--- DIRECTIVE ---
Turn the lines from the one with "segment: <item>cake base</item>" up to and including the one with "42 309 L 41" into a numbered list, leaving out any blank lines.

--- ENTRIES SUPPLIED ---
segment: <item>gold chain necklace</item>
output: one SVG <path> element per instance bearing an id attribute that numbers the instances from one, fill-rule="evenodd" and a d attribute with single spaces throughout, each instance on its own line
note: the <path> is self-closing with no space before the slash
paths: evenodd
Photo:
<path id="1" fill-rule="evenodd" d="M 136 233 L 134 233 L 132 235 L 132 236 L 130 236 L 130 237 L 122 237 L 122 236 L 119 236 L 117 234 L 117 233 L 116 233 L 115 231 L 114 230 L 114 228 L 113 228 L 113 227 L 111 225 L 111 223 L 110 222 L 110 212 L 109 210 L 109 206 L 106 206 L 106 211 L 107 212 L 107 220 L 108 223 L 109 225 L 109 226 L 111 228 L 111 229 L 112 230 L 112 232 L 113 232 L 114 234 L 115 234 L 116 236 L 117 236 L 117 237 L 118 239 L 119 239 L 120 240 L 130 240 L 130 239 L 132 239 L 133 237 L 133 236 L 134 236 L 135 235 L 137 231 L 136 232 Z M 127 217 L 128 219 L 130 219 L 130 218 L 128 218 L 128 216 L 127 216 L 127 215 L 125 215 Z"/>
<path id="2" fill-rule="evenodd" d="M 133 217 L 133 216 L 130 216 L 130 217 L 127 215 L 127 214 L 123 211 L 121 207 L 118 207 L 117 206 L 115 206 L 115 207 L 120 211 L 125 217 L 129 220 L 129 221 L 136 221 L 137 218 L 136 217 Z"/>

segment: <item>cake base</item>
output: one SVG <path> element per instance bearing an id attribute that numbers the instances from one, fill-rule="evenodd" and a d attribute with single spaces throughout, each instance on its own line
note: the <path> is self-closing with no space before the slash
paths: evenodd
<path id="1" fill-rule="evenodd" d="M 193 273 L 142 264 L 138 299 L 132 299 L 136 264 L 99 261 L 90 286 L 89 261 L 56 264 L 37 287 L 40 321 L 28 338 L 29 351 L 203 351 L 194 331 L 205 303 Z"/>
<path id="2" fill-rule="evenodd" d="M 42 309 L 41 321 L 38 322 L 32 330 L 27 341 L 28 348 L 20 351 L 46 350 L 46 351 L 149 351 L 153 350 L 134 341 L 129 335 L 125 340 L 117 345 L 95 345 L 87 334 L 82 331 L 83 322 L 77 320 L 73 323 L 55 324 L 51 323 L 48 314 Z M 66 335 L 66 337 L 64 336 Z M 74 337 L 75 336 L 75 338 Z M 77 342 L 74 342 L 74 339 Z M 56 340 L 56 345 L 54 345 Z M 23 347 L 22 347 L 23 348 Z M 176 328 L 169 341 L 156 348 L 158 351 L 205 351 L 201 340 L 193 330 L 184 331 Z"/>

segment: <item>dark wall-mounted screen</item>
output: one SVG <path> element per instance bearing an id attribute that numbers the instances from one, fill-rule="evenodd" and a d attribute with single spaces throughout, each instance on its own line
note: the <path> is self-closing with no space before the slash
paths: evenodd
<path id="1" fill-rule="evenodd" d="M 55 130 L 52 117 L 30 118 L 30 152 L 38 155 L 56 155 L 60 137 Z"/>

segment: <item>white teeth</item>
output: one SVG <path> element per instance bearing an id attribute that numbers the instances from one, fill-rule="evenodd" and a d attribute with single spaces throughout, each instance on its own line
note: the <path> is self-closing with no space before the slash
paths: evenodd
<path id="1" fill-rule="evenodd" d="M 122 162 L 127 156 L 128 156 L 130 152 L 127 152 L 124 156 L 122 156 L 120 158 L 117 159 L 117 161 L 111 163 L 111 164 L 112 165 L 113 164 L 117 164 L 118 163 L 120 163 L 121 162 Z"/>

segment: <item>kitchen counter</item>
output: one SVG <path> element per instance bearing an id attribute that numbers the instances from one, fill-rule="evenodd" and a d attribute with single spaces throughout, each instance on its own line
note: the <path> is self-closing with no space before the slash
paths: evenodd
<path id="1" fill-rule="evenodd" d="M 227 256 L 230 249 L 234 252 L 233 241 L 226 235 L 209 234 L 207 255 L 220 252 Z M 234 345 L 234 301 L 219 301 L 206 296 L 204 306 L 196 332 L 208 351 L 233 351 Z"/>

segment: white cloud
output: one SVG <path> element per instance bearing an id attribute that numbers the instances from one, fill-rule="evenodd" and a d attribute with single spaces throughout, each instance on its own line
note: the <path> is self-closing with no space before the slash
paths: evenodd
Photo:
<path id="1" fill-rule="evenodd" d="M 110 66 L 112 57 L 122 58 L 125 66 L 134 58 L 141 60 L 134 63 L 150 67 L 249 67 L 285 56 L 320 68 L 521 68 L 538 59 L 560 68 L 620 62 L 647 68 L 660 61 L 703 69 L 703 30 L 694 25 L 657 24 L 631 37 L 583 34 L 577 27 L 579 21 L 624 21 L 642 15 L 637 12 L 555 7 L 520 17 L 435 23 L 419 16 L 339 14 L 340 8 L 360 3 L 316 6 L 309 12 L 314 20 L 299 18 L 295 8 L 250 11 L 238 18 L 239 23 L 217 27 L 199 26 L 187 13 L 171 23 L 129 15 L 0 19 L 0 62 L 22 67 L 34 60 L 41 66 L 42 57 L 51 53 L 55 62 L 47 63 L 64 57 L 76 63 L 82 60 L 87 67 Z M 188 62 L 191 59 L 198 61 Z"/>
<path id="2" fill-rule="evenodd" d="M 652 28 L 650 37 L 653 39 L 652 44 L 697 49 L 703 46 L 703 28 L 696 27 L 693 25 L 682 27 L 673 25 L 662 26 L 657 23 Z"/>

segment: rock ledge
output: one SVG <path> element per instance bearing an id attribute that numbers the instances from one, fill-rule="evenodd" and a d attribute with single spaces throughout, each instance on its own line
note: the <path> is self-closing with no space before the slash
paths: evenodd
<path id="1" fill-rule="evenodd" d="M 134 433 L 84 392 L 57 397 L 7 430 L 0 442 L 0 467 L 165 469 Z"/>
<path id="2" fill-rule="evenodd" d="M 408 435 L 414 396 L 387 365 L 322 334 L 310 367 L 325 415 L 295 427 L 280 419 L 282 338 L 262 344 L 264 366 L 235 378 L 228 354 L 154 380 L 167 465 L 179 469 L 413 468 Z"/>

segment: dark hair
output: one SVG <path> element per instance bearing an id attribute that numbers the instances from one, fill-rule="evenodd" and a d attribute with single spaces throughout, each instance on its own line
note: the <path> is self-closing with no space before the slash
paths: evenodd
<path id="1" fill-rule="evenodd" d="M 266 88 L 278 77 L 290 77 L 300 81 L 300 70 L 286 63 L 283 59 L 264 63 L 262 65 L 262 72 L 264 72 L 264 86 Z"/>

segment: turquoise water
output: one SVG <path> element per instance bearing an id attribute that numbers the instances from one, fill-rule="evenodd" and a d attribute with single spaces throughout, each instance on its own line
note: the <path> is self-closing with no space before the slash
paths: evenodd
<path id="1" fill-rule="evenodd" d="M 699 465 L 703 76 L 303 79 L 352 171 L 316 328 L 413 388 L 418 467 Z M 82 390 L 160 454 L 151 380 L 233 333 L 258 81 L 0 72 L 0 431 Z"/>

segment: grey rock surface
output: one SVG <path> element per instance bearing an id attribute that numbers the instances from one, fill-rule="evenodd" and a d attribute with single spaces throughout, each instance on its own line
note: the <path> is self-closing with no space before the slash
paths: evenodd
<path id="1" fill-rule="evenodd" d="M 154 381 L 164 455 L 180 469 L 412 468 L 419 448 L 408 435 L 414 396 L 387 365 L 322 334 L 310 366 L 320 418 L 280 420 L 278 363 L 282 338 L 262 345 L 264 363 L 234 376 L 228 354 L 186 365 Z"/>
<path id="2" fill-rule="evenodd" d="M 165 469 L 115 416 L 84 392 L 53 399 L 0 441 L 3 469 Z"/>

--- ANSWER TO THE TASK ---
1. segment: <item>cake base</item>
2. output: one SVG <path> element per instance bearing an id attribute that numbers the instances from one, fill-rule="evenodd" and a d attribute with single spaces throughout, each instance on its own line
3. note: the <path> is self-closing with no space before the slash
4. paths: evenodd
5. <path id="1" fill-rule="evenodd" d="M 193 273 L 142 264 L 138 299 L 132 299 L 136 264 L 99 261 L 90 286 L 89 261 L 56 264 L 37 287 L 40 321 L 28 338 L 29 351 L 203 351 L 194 331 L 205 303 Z"/>
6. <path id="2" fill-rule="evenodd" d="M 42 309 L 41 321 L 38 322 L 32 330 L 27 341 L 28 348 L 20 351 L 46 350 L 46 351 L 149 351 L 153 350 L 134 341 L 129 335 L 125 340 L 117 345 L 95 345 L 87 334 L 82 331 L 83 322 L 77 320 L 73 323 L 55 324 L 51 323 L 48 314 Z M 66 335 L 66 337 L 64 336 Z M 74 337 L 75 336 L 75 338 Z M 77 342 L 74 342 L 74 339 Z M 56 340 L 56 345 L 54 345 Z M 23 347 L 22 347 L 23 348 Z M 176 328 L 169 341 L 156 348 L 158 351 L 205 351 L 201 340 L 193 330 L 184 331 Z"/>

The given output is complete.